===== Document passage

“But why?” It is almost always the first question we are asked whenever Brexit comes up in conversation, no matter how tangentially. It is asked with neither rancour nor mockery, but with dismay, incomprehension and with disappointment. For even in Italy, where politics have recently taken an alarming lurch to the right and the current coalition of populist parties are going head to head with Brussels on a range of issues (chiefly migration policy and the budget) the UK’s imminent departure from the EU is seen as a profoundly mis-guided and retrograde step and as the loss of a close and valued friend.
Our bank manager and the clerk in the post office, the women in the town hall who handled our residency application, Mr Blue-Shirt’s barber and the bloke in his favourite tool shop, the chaps in the vehicle licensing office who helped us get our Italian driving licences, my colleagues and the teenagers and managers I teach. Even just the people in the village who hear our English voices or spot our English number plates. As if we are a proxy for the country that they have been watching blunder around in circles from failed negotiation to failed vote and back again in its still fruitless search for a satisfactory means of departure from the organisation that has shaped our lives for more than a generation.
We seldom enter into lengthy explanations, political debate or history lessons. It’s not really what people are interested in, I don’t think. It’s both much bigger and much simpler than that. It seems, rather, that all these people are simply seeking some kind of reassurance that ‘it’s nothing personal’. “We really don’t know,” we reply with a helpless shrug. “We don’t understand it either. It’s madness. And very, very sad.” Heads are shaken, sympathetic looks exchanged. “In our opinion it’s a huge mistake. But at least we have found a way to Remain (everyone knows the terminology). We are here!” A rueful smile and perhaps a tinge of comfort to find that ‘it’s not you, it’s us’, and with that, the conversation moves on.
Only it’s not ‘us’ – Mr Blue-Shirt and me – at all. Both committed Remainers, we have spent almost as much of our adult lives in Europe – in mainland Europe, I mean – as we have in the UK. Through living in in Belgium, France and Germany as well as Italy (all founding members of the European Community, of course) we have long been aware that the EU means so much more than trade or travel, budgets or bureaucracy. For years it has been clear to us that the bonds the EU has forged between nations that had spent centuries at war have played a decisive role in ensuring that not only could it never happen again, but that they have helped make Europe a global power in its own right. Nations that had long been bitter enemies, that had repeatedly been left ravaged and impoverished by conflict and whose borders had been fought over time and time again, have for over sixty years been united in the pursuit of the common goals of peace, prosperity and democracy thanks to the web of co-operation and reciprocity it has woven over the years. So despite the EU’s acknowledged shortcomings we firmly believe they pale into insignificance when compared with the inestimably wider benefits the Union brings – and are certainly infinitely preferable to the hubristic, isolationist alternative that is fast approaching.

==========
===== Dataset records

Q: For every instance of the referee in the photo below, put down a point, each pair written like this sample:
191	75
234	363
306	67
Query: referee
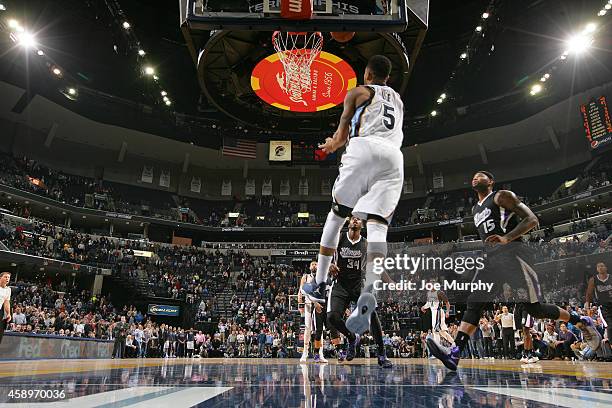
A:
5	302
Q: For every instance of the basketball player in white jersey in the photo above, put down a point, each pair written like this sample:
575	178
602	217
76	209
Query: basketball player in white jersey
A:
313	316
369	184
438	314
5	302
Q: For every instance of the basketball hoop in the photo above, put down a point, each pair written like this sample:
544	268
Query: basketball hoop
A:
297	51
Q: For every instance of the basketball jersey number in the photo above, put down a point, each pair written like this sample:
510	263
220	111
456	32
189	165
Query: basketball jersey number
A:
389	120
353	263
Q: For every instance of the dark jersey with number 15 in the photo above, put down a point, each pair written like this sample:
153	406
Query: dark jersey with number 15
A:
350	259
491	219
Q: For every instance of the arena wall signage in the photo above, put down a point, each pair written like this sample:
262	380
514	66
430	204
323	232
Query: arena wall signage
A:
597	123
332	78
164	310
28	346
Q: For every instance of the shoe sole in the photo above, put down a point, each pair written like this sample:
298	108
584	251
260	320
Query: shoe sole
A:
440	355
359	321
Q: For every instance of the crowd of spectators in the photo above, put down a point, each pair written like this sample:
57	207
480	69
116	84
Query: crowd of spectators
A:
263	211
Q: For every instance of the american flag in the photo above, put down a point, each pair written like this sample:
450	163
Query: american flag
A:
239	148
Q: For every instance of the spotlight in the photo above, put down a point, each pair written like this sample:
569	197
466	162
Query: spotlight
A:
536	89
579	44
26	40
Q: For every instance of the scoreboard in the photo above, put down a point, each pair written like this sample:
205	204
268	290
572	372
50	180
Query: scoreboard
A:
596	120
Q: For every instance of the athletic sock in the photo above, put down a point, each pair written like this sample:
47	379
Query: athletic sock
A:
462	340
323	263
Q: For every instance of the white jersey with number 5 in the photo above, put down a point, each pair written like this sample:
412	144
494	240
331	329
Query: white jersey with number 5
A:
381	117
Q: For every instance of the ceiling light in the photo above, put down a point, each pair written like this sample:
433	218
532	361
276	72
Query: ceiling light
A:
26	40
536	89
579	43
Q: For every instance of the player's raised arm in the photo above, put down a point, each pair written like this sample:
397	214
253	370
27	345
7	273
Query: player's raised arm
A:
354	98
508	200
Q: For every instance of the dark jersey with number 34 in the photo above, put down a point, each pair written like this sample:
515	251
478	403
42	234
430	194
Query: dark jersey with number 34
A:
351	259
491	219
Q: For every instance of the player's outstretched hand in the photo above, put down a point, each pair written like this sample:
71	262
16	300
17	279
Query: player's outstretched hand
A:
334	271
329	146
497	239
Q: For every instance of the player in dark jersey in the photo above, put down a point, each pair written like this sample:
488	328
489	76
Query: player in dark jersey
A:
495	217
600	286
348	272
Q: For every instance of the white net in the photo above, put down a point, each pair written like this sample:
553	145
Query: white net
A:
297	51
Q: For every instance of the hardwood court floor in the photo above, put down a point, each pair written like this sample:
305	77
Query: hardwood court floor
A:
286	383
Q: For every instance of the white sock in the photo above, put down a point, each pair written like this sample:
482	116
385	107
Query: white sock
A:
377	248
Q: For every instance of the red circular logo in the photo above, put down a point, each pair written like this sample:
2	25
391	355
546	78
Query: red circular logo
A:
331	78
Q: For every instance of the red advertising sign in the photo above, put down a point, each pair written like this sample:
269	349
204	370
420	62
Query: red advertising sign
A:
332	78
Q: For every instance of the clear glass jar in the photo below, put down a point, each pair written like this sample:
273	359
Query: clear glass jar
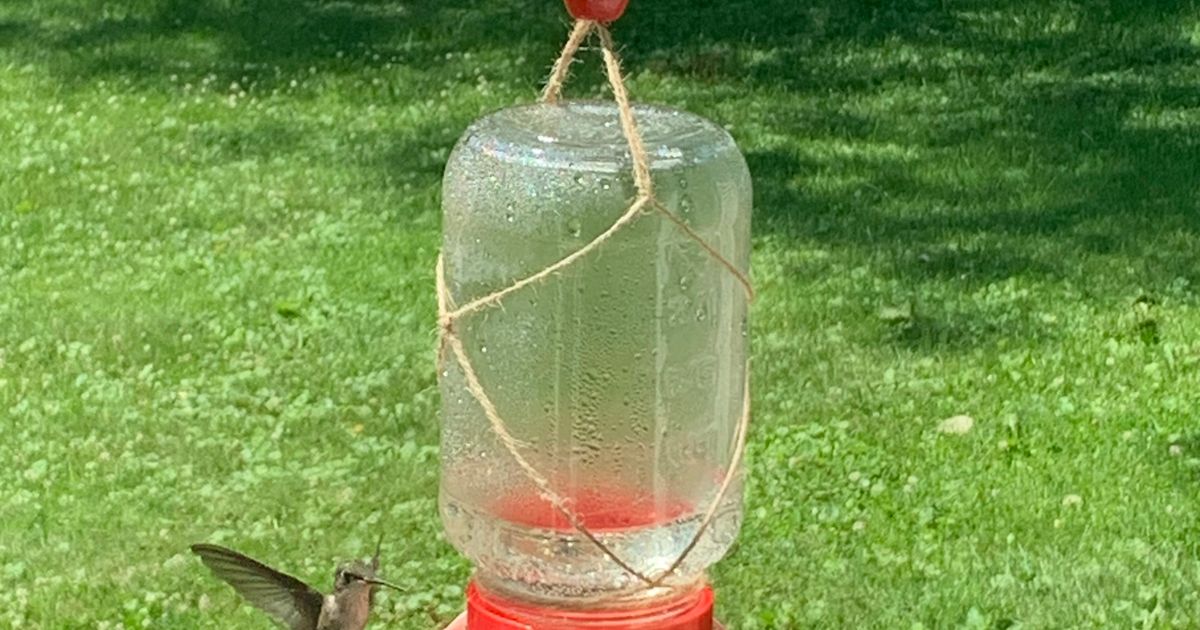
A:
623	376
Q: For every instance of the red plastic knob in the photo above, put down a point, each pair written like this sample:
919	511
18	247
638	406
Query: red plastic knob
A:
597	10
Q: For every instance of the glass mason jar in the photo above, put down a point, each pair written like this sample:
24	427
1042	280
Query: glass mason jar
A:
622	376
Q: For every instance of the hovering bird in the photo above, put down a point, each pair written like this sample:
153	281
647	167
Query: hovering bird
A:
293	603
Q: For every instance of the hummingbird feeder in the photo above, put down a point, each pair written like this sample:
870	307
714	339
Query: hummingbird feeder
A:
593	294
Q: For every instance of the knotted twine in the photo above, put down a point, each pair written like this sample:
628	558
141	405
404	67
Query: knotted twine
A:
646	203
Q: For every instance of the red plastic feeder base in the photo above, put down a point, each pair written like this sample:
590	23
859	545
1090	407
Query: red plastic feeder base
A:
489	613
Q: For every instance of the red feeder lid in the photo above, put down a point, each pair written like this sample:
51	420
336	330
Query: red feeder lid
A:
597	10
486	612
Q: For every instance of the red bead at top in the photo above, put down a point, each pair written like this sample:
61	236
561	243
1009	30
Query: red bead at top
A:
597	10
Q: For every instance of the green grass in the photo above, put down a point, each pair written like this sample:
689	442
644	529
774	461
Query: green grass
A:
219	221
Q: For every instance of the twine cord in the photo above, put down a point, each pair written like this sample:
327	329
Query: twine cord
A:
449	313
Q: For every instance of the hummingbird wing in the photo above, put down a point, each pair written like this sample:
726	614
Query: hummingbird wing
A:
282	597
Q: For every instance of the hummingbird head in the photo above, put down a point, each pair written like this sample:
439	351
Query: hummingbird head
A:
352	574
361	574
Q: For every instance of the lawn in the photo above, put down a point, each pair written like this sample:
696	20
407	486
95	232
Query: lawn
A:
219	221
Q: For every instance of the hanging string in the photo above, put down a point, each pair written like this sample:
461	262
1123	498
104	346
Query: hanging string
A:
449	313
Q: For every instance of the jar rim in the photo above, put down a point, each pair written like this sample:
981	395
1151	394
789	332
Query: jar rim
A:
586	136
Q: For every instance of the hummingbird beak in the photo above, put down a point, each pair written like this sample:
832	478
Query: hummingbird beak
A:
375	561
378	582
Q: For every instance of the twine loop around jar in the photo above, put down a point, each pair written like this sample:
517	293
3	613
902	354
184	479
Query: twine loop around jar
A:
645	204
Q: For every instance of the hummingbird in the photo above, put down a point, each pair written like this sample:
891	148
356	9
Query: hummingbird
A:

==========

What you need to do:
• 1. Reproduce the text of the Brexit essay from "Our bank manager" up to and including "than a generation.".
• 2. In the Brexit essay, which countries does the writer say they have lived in?

Numbered responses:
• 1.
Our bank manager and the clerk in the post office, the women in the town hall who handled our residency application, Mr Blue-Shirt’s barber and the bloke in his favourite tool shop, the chaps in the vehicle licensing office who helped us get our Italian driving licences, my colleagues and the teenagers and managers I teach. Even just the people in the village who hear our English voices or spot our English number plates. As if we are a proxy for the country that they have been watching blunder around in circles from failed negotiation to failed vote and back again in its still fruitless search for a satisfactory means of departure from the organisation that has shaped our lives for more than a generation.

• 2. Belgium, France, Germany and Italy.